What this task involves:
Copy out the records below with every "sample" changed to "format" and everything else kept the same. Leave out the pictures.

Data excerpts:
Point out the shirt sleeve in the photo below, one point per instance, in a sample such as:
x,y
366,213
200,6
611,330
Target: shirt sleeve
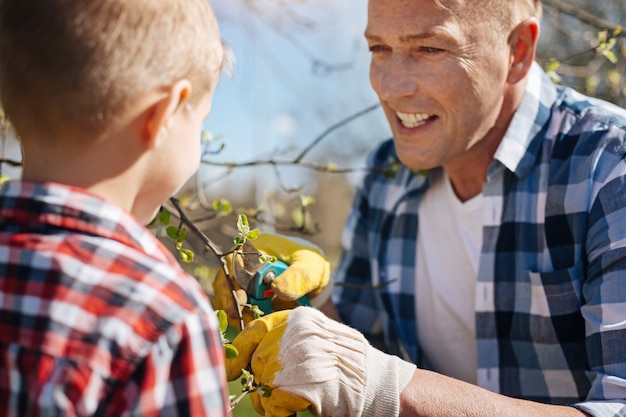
x,y
604,297
183,374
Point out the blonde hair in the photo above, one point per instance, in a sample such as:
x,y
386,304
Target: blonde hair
x,y
80,62
504,14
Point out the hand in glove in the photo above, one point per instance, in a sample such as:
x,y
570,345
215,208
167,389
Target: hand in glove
x,y
308,359
308,274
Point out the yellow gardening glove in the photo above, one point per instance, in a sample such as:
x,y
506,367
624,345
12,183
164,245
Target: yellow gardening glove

Exercise response:
Point out the shirt sleeve in the photo below, one point per instance, in a format such as:
x,y
366,213
200,6
611,330
Target: shirt sleeve
x,y
604,297
183,374
Point out the blonde hair in the photo above, one point per instance, in a format such as:
x,y
386,304
Target: blonde hair
x,y
80,62
504,14
Point out the hand in glove in the photo above, one point per instance, in a format such as:
x,y
570,345
215,208
167,389
Target: hand in glove
x,y
308,359
308,274
Point out the yellow gardening glove in the photo above, one point per instance, in a format such as:
x,y
506,367
624,345
12,183
164,245
Target: yellow gardening glove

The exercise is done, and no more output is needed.